Если мы будем искать достаточно глубоко, мы неизменно обнаружим генезис любой серьезной моральной реформы в какой-то физиологической загадке, какой-то неудовлетворенности плоти, раздражении или аномалии. Простите меня за то, что я снова цитирую себя, но если я хочу выразить свою мысль так же ясно, как прежде, я должен использовать ту же фразеологию, что и в тот раз.

«Естественно, что всякое важное моральное изменение, или, как сказал бы Ницше, переоценка ценностей, должно быть обусловлено каким-то физиологическим расстройством. При физическом благополучии умственная деятельность находится в состоянии покоя, и пока условия остаются удовлетворительными, никакие изменения не могут быть даже задуманы. Под условиями я подразумеваю духовные обстоятельства, ибо там, где замешаны внешние и материальные, мотив реформатора совершенно иной: одна корректировка является химической, другая — механической. В основе всякой реформы лежит недуг. Реформатор — больной человек из-за некоторого нарушения своего духовного равновесия. Плотности, соотношения и моральные ценности предстают перед ним в иных перспективах, поэтому он прилагает усилия, чтобы установить новое согласие. Он стремится к новой координации. Его работа — не что иное, как попытка реорганизовать, в свете своей логики и рассуждений, элементы путаницы, которые он чувствует внутри себя, ибо несистематичность он не может терпеть. Конечно, я не утверждаю, что отсутствие равновесия является необходимым условием для появления реформатора, но я утверждаю, что каждый реформатор начинает с отсутствия равновесия».

----------

Описание задания:
С чего, согласно тексту о моральной реформе, начинает каждый реформатор?

----------

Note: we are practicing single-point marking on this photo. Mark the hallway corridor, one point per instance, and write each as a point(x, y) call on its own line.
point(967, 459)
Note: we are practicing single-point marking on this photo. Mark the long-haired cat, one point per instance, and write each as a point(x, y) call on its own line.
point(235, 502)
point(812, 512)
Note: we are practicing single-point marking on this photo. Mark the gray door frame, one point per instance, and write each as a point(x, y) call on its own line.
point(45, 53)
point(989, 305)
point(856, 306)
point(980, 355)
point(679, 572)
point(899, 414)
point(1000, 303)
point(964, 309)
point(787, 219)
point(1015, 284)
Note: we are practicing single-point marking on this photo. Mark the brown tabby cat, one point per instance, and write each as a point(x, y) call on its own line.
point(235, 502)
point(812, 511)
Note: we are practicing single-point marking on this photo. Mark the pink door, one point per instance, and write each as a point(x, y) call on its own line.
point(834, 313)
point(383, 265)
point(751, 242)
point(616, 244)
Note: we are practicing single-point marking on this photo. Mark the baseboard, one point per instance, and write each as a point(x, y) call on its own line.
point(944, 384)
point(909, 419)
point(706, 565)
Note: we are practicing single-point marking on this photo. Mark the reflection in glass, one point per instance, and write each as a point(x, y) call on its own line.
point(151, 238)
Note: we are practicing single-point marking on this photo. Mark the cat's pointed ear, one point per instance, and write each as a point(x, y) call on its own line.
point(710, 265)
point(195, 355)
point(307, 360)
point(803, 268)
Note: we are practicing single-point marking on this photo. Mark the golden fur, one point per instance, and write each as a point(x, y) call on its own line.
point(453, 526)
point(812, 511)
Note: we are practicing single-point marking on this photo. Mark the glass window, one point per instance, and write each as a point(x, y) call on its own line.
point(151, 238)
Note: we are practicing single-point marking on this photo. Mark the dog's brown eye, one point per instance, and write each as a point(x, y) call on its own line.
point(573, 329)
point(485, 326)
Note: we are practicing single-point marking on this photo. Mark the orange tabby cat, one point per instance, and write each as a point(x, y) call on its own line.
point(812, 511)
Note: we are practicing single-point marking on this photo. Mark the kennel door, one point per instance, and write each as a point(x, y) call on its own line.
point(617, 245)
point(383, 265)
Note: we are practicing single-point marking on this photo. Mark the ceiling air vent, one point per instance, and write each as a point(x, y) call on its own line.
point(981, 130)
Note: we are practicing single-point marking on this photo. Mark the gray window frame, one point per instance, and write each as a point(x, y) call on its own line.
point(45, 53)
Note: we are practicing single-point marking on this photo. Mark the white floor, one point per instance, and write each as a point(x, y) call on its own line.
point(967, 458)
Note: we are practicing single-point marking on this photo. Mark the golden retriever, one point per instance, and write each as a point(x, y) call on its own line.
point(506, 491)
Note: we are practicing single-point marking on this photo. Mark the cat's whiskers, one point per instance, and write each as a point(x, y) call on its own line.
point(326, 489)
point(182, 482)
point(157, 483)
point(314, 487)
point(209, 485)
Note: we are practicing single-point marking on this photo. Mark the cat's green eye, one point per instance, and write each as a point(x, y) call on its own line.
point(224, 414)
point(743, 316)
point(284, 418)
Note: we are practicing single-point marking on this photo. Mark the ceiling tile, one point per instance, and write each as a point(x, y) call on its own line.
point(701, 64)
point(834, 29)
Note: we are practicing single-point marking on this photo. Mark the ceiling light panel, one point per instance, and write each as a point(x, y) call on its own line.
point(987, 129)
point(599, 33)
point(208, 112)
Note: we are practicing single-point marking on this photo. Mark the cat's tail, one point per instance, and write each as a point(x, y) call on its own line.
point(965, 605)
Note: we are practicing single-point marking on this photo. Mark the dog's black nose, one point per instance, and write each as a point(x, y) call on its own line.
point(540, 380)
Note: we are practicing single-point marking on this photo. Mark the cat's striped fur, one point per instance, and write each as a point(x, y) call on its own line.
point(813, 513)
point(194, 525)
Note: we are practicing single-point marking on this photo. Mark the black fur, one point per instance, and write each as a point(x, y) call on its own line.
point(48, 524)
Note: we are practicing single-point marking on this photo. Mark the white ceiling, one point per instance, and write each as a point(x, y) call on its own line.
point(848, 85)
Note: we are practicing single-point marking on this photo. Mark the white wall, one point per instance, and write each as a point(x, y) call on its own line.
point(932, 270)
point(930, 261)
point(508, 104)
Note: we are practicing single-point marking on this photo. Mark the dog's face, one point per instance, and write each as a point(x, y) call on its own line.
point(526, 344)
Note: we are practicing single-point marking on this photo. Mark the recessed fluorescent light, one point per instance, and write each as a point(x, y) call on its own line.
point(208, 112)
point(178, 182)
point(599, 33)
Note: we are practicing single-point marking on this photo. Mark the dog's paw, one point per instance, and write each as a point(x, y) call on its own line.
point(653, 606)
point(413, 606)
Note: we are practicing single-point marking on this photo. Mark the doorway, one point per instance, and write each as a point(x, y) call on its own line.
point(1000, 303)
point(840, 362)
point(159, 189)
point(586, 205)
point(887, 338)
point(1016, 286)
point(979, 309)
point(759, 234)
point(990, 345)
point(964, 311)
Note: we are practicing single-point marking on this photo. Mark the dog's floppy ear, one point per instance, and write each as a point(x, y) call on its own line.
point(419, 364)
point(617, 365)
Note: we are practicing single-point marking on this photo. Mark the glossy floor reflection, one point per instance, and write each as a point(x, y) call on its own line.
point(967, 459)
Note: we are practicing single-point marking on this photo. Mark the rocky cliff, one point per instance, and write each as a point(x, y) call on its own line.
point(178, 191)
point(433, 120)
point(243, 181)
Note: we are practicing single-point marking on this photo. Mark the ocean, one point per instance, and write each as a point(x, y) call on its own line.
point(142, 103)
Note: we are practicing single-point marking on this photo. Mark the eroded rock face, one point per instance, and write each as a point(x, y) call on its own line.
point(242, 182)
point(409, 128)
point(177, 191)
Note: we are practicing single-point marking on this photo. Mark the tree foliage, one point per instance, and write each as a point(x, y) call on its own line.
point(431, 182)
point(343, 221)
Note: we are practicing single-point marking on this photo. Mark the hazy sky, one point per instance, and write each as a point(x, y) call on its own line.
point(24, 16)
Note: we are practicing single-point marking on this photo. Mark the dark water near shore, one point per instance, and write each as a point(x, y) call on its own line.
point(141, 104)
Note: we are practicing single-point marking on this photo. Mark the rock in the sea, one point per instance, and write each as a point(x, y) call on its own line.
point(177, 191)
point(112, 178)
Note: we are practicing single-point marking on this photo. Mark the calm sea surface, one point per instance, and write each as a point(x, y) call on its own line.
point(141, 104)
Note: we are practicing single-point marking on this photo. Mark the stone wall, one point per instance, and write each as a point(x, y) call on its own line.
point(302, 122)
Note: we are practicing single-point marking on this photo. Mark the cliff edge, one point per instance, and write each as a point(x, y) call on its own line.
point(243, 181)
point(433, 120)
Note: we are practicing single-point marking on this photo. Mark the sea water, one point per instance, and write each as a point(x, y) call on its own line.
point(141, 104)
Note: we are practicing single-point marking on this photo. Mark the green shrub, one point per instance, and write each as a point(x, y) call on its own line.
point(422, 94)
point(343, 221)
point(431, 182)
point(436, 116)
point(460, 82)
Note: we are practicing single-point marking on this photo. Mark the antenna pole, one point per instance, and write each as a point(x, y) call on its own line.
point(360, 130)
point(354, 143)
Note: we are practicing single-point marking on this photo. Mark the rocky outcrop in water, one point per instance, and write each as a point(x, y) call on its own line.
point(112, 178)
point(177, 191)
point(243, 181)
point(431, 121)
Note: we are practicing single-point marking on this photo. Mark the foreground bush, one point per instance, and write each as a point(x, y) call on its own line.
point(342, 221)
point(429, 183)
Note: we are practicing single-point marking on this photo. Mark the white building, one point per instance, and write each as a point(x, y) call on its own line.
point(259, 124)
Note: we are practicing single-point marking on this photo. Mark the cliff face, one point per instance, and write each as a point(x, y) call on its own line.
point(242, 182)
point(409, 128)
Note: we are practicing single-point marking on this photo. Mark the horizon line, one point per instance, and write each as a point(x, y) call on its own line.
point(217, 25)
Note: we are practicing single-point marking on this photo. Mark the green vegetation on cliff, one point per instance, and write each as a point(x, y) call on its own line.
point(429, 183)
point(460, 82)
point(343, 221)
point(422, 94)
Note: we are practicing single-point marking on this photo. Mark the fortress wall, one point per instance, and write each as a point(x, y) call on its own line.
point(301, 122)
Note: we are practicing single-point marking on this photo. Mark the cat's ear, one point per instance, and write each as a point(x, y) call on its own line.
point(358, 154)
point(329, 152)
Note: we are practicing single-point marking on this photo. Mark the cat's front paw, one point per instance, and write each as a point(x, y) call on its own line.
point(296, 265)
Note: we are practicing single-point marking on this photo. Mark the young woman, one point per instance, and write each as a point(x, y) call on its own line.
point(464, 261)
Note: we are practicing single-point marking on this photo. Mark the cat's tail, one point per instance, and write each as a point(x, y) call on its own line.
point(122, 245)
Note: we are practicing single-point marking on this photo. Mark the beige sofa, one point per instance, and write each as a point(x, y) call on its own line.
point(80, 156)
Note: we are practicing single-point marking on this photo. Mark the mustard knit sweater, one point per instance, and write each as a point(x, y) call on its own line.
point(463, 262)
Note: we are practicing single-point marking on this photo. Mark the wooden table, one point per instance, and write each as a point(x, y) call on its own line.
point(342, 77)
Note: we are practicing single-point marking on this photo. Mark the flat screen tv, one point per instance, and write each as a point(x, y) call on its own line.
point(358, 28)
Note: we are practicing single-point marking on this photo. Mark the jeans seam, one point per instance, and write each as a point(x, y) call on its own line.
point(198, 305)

----------

Результат выполнения:
Каждый реформатор начинает с отсутствия равновесия.